-- To do --
From the line that holds "Please point out the antenna" down to the last line of the listing below, transcribe exactly and only those lines. Leave pictures out.

-- Supplied data --

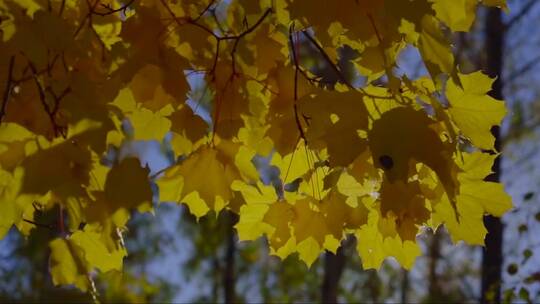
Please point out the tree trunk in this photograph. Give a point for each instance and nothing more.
(229, 279)
(404, 286)
(435, 292)
(333, 268)
(492, 255)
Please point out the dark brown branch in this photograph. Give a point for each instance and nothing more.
(244, 33)
(111, 11)
(48, 226)
(296, 68)
(7, 90)
(204, 11)
(339, 74)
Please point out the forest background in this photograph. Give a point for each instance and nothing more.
(175, 257)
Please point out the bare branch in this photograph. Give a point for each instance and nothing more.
(7, 90)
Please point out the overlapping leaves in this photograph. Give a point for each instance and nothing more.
(223, 83)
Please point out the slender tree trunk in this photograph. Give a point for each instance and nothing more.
(404, 286)
(492, 254)
(229, 278)
(333, 268)
(435, 292)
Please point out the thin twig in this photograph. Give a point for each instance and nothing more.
(339, 74)
(7, 90)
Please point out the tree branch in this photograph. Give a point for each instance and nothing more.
(7, 90)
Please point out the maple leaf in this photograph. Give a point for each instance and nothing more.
(378, 160)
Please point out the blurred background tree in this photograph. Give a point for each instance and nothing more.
(174, 258)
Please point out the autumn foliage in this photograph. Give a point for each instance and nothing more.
(223, 82)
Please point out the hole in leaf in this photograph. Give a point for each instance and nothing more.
(512, 269)
(386, 162)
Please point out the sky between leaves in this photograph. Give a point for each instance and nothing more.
(382, 161)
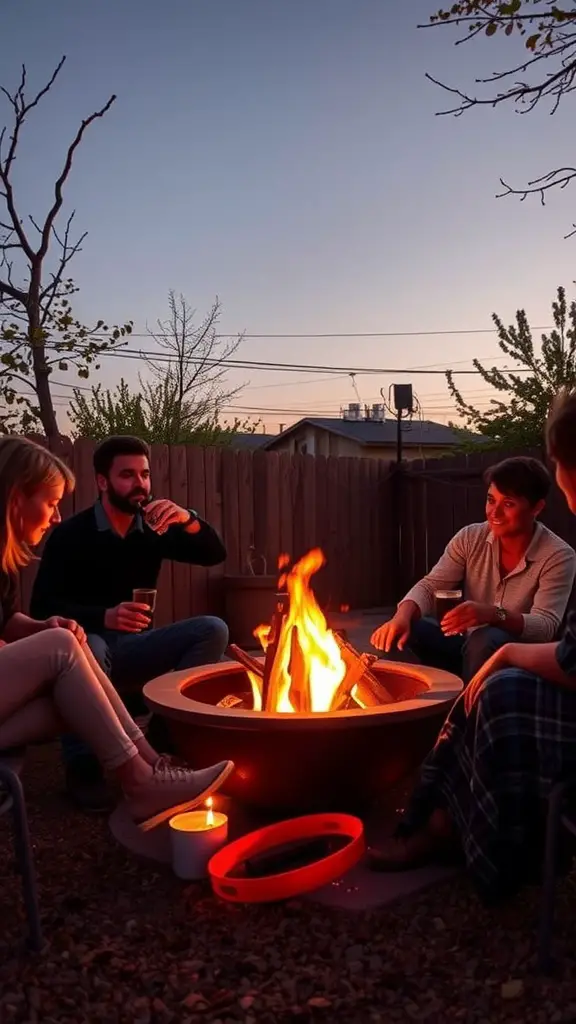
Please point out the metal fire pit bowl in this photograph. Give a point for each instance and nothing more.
(304, 762)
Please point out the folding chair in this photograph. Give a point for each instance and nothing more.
(12, 799)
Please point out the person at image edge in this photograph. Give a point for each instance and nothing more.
(91, 564)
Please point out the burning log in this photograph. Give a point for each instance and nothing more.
(351, 680)
(245, 659)
(299, 690)
(374, 690)
(274, 637)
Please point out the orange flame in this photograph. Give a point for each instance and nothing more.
(309, 667)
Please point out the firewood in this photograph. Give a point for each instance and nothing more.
(351, 680)
(280, 612)
(245, 659)
(371, 684)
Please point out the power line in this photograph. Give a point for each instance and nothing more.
(339, 334)
(262, 365)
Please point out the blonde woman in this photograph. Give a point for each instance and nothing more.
(49, 681)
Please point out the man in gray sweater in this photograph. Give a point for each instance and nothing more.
(516, 577)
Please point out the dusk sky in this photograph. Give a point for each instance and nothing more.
(285, 156)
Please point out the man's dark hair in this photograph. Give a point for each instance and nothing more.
(107, 451)
(561, 429)
(520, 477)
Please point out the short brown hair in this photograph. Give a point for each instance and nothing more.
(561, 429)
(25, 466)
(521, 477)
(107, 451)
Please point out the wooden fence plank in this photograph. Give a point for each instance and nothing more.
(331, 550)
(231, 513)
(214, 515)
(265, 471)
(196, 481)
(356, 534)
(286, 510)
(181, 603)
(245, 507)
(160, 471)
(289, 503)
(343, 546)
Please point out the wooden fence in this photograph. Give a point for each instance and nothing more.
(380, 528)
(276, 503)
(439, 497)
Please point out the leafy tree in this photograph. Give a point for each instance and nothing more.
(38, 330)
(150, 413)
(545, 72)
(517, 419)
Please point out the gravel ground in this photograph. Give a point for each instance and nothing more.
(128, 943)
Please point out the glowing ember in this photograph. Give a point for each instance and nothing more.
(309, 670)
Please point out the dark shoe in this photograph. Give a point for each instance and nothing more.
(406, 854)
(87, 787)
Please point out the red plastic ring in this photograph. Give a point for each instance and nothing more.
(298, 881)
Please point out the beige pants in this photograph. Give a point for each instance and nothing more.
(50, 684)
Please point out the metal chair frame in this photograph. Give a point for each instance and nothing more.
(14, 801)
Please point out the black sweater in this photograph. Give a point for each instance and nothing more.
(84, 570)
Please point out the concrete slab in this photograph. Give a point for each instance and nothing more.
(359, 890)
(362, 889)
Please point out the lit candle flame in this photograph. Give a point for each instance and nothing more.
(209, 812)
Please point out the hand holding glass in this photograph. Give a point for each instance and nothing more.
(445, 601)
(144, 595)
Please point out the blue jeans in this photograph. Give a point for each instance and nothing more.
(130, 659)
(462, 655)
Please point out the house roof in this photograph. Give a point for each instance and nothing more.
(249, 442)
(420, 433)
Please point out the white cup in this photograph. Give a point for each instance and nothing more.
(195, 837)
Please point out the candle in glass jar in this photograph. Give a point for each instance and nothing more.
(195, 837)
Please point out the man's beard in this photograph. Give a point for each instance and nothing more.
(130, 503)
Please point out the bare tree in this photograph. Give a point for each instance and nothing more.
(192, 367)
(545, 74)
(38, 331)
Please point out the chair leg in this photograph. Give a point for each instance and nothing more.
(544, 958)
(25, 859)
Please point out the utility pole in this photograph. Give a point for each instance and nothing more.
(403, 403)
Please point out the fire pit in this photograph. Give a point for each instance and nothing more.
(312, 724)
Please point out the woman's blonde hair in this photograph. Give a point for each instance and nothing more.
(25, 466)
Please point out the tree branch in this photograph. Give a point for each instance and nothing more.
(58, 198)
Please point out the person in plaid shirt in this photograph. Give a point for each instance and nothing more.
(507, 738)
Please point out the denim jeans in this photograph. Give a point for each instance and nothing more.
(462, 655)
(130, 659)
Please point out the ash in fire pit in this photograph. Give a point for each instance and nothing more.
(312, 724)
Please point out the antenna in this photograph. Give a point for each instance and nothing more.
(355, 387)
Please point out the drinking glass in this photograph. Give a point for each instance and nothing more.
(445, 601)
(145, 595)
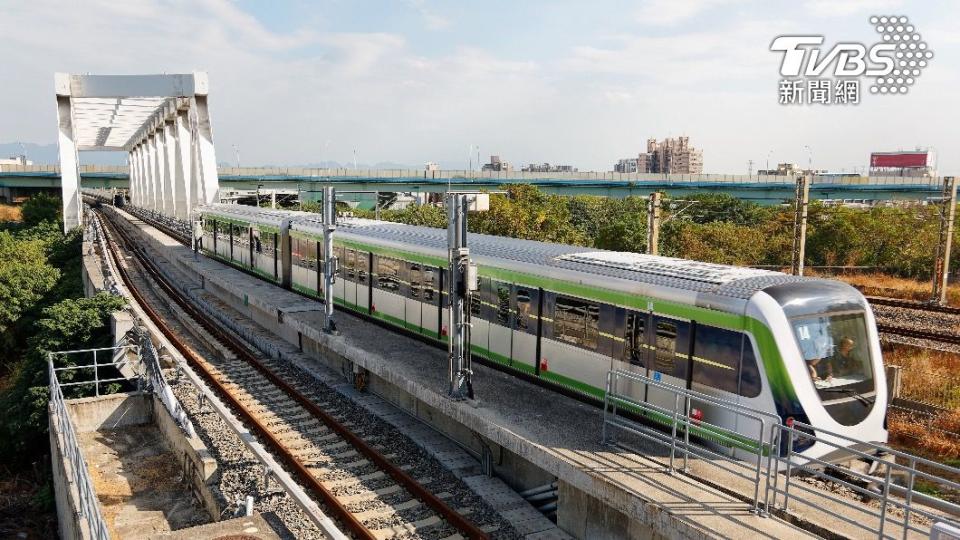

-- Your response --
Please point out the antenna in this photograph. Give a point for each instance and nothing more.
(355, 387)
Please point out the drinking glass in this photograph. Give a point for each instance and nothing more.
(445, 601)
(145, 595)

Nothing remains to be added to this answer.